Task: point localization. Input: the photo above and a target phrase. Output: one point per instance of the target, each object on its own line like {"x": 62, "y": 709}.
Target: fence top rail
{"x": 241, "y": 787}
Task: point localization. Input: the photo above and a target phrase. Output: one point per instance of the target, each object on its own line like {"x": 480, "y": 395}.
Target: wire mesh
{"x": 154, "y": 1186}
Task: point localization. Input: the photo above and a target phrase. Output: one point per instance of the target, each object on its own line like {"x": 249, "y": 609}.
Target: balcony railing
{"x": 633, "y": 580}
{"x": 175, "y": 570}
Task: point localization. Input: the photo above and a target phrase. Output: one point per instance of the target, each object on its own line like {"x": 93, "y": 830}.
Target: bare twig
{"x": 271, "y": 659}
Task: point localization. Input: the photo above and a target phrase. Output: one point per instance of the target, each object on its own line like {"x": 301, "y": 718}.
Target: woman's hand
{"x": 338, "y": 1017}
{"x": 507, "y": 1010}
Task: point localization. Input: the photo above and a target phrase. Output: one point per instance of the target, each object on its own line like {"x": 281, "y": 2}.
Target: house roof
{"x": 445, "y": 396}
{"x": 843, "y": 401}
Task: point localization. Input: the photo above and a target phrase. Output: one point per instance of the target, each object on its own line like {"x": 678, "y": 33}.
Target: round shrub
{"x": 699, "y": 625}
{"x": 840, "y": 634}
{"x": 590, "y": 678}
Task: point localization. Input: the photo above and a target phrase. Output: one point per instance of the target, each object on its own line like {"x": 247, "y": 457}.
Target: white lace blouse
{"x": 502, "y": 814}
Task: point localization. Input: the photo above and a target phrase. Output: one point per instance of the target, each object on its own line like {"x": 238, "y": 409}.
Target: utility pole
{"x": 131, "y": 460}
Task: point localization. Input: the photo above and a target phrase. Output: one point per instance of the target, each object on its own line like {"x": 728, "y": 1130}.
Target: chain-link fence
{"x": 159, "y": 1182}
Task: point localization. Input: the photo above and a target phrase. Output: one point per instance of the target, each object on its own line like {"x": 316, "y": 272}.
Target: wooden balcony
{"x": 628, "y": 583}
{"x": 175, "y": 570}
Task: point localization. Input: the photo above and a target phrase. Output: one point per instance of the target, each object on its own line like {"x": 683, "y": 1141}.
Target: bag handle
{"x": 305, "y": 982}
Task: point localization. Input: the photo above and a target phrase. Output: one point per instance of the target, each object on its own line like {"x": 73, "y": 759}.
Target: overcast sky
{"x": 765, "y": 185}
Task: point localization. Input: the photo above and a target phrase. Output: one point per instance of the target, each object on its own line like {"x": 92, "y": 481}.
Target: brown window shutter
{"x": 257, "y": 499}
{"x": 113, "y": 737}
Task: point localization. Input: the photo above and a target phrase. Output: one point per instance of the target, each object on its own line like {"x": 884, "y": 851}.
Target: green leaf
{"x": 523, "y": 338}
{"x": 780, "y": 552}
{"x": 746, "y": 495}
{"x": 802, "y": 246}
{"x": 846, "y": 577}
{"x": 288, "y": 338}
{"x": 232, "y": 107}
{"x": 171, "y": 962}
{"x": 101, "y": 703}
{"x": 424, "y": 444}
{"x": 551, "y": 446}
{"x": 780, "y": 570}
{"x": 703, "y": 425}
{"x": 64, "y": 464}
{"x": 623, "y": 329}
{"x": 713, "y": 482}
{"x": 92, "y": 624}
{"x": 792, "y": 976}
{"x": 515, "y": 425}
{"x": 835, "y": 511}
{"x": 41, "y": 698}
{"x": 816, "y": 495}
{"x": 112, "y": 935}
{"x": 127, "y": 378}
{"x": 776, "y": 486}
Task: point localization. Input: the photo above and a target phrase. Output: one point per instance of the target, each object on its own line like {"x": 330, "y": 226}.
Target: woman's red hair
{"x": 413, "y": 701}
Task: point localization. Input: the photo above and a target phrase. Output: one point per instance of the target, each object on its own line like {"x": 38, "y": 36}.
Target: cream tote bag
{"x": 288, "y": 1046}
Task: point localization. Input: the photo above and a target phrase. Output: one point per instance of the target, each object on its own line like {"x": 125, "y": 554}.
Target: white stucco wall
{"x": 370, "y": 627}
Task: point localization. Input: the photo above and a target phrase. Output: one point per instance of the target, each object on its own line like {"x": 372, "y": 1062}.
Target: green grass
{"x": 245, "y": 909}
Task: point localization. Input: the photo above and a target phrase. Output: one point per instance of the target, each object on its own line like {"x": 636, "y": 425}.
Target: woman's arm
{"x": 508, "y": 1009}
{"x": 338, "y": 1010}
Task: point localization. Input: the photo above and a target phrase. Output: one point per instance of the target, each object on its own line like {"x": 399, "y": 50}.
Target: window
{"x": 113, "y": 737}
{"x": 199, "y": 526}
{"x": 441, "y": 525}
━━━━
Work to complete:
Retype all of the data shown above, word for word.

Result of this exercise:
Task: point localization. Input: the photo above and a target phrase. Output: one point per instance of the target, each object on its own line like {"x": 62, "y": 709}.
Target: fence top rail
{"x": 241, "y": 787}
Task: point localization. Input: the photo above and a target phrase. Output: one point per instance of the target, each object on its own line like {"x": 480, "y": 395}.
Target: wire mesh
{"x": 154, "y": 1186}
Task: point localization. Input: the photo above and a target phrase. Output: one point per instance of the target, each object on its own line like {"x": 249, "y": 609}.
Target: balcony railing
{"x": 633, "y": 580}
{"x": 175, "y": 570}
Task: point localization. Input: the photo above and a target phrase. Output: one point per instance of the target, each object on its own line like {"x": 93, "y": 830}.
Target: bare twig
{"x": 271, "y": 659}
Task: point localization. Input: the photo above and a target phrase. Output: one point per instance of the target, each object on its own line like {"x": 301, "y": 718}.
Target: woman's hand
{"x": 338, "y": 1017}
{"x": 507, "y": 1010}
Task: point localization. Input: the photo above and a target phrase. Output: one point per instance of the target, each object on its own line like {"x": 281, "y": 2}.
Target: house roof
{"x": 445, "y": 396}
{"x": 843, "y": 401}
Task: point localization. Input: the photo above and a target phrase. Output: one point per instance of the target, each object on its own line like {"x": 678, "y": 33}.
Target: round shrub
{"x": 699, "y": 625}
{"x": 840, "y": 634}
{"x": 590, "y": 678}
Task: point localization. Input: the photo above and a target phrase. Output: one point per instance of the target, each object on its own line like {"x": 247, "y": 457}.
Target: white lace blouse
{"x": 502, "y": 814}
Task: point localization. Input: the photo above and a target phrase. Output: one point per instance of the target, each object on its own line like {"x": 238, "y": 409}.
Target: utility pole
{"x": 131, "y": 460}
Task: point localization. Input: the photo above and a target phrase. Output: one point per instance of the target, each object on its own line like {"x": 728, "y": 1130}.
Target: chain-link fence
{"x": 159, "y": 1182}
Task: point localization. Input: the photo above and a target phrase. Output: one point per instance of the target, each object on its own line like {"x": 316, "y": 272}.
Target: wooden balcony
{"x": 628, "y": 583}
{"x": 175, "y": 570}
Task: point localization. Input: the photo above and a target phrase. Output: one point per instance of the target, each object on its own line like {"x": 683, "y": 1141}.
Target: bag handle
{"x": 305, "y": 982}
Task: point localization. Input: the photo above and a target phrase. Output: one point per instance of the target, each object on its own line like {"x": 73, "y": 759}.
Target: overcast sky
{"x": 765, "y": 185}
Task: point localization. Input: the photo above and a target phrase. Output: one point per instance of the target, each object on its own line like {"x": 92, "y": 481}.
Target: brown window shutter
{"x": 257, "y": 499}
{"x": 113, "y": 737}
Task: point localization. Input: the photo above and a target phrase. Output: one point per instance of the target, each object on its own line like {"x": 884, "y": 851}.
Target: green leaf
{"x": 523, "y": 338}
{"x": 780, "y": 552}
{"x": 746, "y": 495}
{"x": 802, "y": 246}
{"x": 846, "y": 577}
{"x": 288, "y": 338}
{"x": 232, "y": 107}
{"x": 171, "y": 962}
{"x": 101, "y": 703}
{"x": 424, "y": 444}
{"x": 551, "y": 446}
{"x": 780, "y": 570}
{"x": 703, "y": 425}
{"x": 64, "y": 464}
{"x": 623, "y": 329}
{"x": 713, "y": 482}
{"x": 92, "y": 624}
{"x": 792, "y": 976}
{"x": 515, "y": 425}
{"x": 835, "y": 511}
{"x": 41, "y": 698}
{"x": 816, "y": 495}
{"x": 112, "y": 935}
{"x": 127, "y": 378}
{"x": 776, "y": 486}
Task: point localization. Input: the photo above and a target phrase. Output: one point per instance of the target, each object on its own line like {"x": 330, "y": 226}.
Target: woman's red hair
{"x": 413, "y": 701}
Task: point localization. Input: the photo above and a target phrase. Output: one point per instance of the target, each object on its own line like {"x": 38, "y": 36}.
Target: cream tote bag
{"x": 288, "y": 1046}
Task: point localization. Input: the photo above and a target phrase. Output: one point per instance of the target, each object on its own line like {"x": 125, "y": 554}.
Target: white stucco wall
{"x": 370, "y": 627}
Task: point localization. Input: the photo above and a target phrase. Output: one point per instance of the target, each object on its own line like {"x": 372, "y": 1062}.
Target: green grass
{"x": 245, "y": 909}
Task: point localization. Input: the photo above and a target phrase. Output: one point per instance of the target, each object on its own line like {"x": 636, "y": 425}.
Target: woman's arm
{"x": 508, "y": 1009}
{"x": 338, "y": 1010}
Task: point localization. Input: the photo above and a target phrase. Output: one point per instance of the target, each object on its own line like {"x": 399, "y": 50}.
Target: window
{"x": 113, "y": 737}
{"x": 199, "y": 526}
{"x": 441, "y": 525}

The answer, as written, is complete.